### What you have to do
In the rows below, change every "keypoint" to "marker" and copy the rest word for word. Leave out the pictures.

### Data
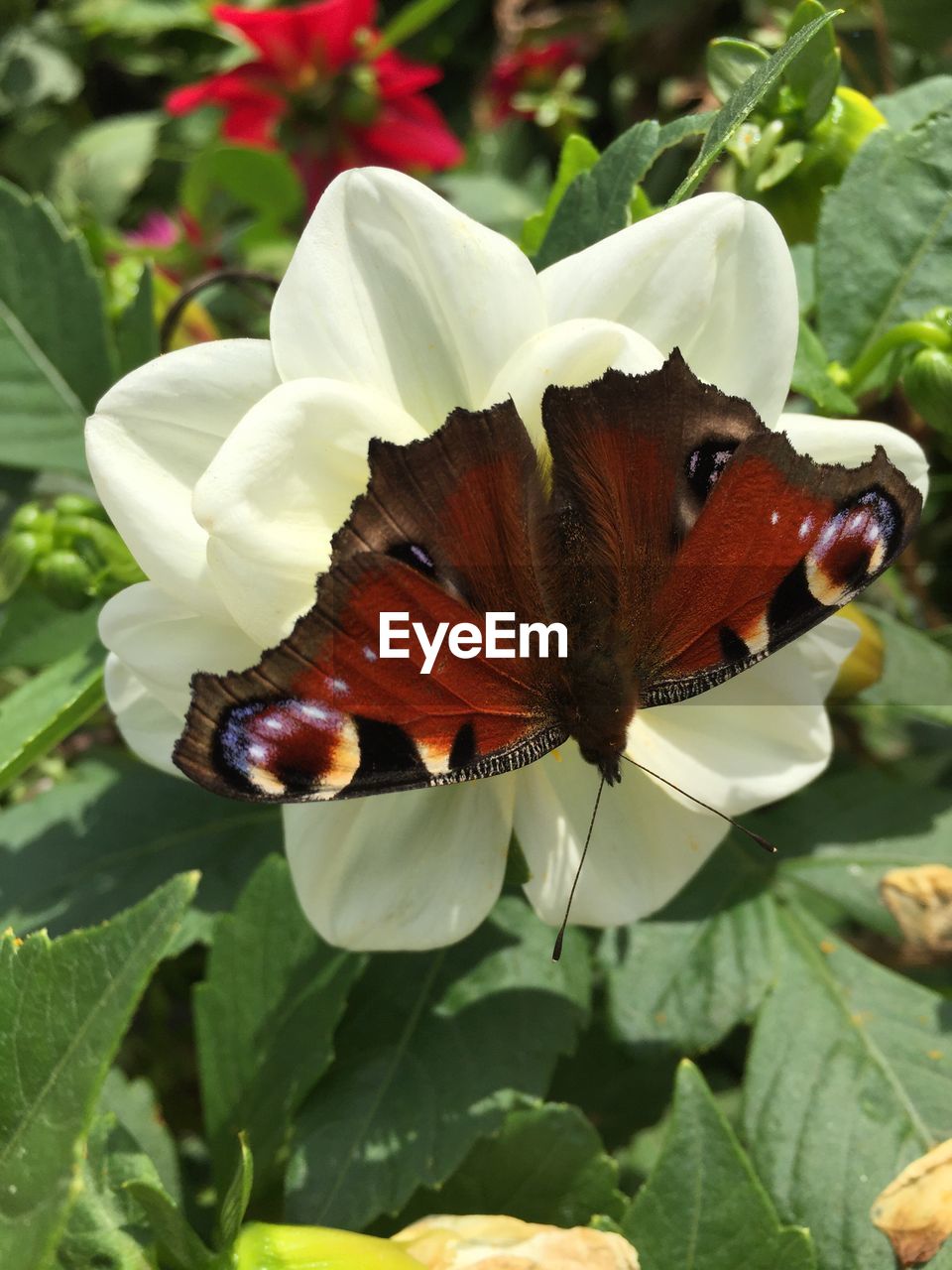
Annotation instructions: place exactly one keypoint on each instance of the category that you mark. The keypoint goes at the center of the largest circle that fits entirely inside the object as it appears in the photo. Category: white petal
(163, 643)
(569, 353)
(411, 870)
(711, 276)
(280, 488)
(756, 738)
(151, 439)
(146, 724)
(853, 441)
(645, 844)
(394, 289)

### Exercise response
Annotation instructions: place exactly one marker on each instance of the category that you mark. The marker goes at the center of the largest circle that fits entirely inside the object as it appears in the photo. Category: white petal
(163, 643)
(569, 353)
(411, 870)
(711, 276)
(280, 488)
(756, 738)
(151, 439)
(146, 724)
(853, 441)
(645, 844)
(394, 289)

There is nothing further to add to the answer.